● **WHAT IS NEEDED**:
Whenever a line in the entries below contains "forest", copy that line.

● **RECORDS SHOWN**:
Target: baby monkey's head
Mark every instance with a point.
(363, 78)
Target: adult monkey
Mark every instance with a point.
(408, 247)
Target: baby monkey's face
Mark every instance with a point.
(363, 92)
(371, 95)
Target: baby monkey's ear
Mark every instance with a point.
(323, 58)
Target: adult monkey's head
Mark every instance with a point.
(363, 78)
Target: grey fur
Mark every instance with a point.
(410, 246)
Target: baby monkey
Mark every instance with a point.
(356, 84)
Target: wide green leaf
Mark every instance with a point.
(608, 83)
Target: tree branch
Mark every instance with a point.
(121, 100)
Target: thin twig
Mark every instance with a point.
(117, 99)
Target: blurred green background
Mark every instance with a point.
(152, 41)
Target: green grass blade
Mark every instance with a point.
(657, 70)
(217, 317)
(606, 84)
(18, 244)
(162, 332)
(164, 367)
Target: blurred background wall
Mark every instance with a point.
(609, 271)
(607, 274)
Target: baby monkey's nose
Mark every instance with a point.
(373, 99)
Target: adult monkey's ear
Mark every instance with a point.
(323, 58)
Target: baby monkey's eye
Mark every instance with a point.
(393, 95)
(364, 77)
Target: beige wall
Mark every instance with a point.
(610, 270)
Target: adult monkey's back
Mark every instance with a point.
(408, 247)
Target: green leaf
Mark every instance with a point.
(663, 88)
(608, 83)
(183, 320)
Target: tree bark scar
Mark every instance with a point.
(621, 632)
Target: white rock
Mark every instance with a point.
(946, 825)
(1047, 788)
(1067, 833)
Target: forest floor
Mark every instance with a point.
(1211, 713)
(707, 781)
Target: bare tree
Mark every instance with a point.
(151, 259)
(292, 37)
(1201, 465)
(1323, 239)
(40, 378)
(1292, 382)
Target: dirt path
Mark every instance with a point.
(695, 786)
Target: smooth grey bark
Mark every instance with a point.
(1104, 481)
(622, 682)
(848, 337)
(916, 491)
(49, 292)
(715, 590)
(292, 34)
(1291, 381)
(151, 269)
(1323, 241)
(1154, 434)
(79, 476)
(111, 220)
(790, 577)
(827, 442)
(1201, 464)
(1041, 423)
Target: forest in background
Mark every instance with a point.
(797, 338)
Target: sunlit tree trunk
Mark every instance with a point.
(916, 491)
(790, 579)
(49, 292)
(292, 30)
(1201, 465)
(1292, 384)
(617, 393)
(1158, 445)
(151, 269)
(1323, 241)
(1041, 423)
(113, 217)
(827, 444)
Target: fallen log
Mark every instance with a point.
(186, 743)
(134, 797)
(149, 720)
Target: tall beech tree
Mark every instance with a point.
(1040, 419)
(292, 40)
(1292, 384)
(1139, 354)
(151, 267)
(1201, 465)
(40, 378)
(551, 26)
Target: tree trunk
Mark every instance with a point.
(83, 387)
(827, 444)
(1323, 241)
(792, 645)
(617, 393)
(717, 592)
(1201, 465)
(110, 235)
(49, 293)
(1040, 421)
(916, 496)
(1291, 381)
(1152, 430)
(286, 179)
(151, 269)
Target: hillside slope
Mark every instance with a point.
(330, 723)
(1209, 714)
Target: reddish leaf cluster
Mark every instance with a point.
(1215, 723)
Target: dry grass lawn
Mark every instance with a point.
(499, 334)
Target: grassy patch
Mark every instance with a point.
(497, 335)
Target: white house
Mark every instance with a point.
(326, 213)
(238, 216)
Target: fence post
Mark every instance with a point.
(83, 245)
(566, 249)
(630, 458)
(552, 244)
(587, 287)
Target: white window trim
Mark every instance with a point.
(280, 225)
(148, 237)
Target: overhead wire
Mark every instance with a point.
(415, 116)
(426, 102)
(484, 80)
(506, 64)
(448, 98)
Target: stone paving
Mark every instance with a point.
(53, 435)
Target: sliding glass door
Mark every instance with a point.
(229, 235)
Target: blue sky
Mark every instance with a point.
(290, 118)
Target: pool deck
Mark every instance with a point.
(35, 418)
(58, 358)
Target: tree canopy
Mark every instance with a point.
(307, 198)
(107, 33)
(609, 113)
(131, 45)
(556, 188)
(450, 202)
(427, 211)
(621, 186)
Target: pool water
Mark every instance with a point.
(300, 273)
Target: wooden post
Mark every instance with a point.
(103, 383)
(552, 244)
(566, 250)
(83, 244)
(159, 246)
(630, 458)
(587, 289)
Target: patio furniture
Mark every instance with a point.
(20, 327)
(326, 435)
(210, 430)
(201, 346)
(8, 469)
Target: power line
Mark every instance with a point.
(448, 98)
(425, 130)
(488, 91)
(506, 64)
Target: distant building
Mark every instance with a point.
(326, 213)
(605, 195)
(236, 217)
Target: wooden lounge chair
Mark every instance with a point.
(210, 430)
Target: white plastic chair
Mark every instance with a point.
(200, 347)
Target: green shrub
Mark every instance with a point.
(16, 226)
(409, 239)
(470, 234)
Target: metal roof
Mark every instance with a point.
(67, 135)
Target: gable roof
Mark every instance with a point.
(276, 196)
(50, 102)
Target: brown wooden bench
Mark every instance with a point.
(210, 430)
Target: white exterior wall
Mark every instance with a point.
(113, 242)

● **PROBLEM SOLUTION**:
Target: forest floor
Target: forest in background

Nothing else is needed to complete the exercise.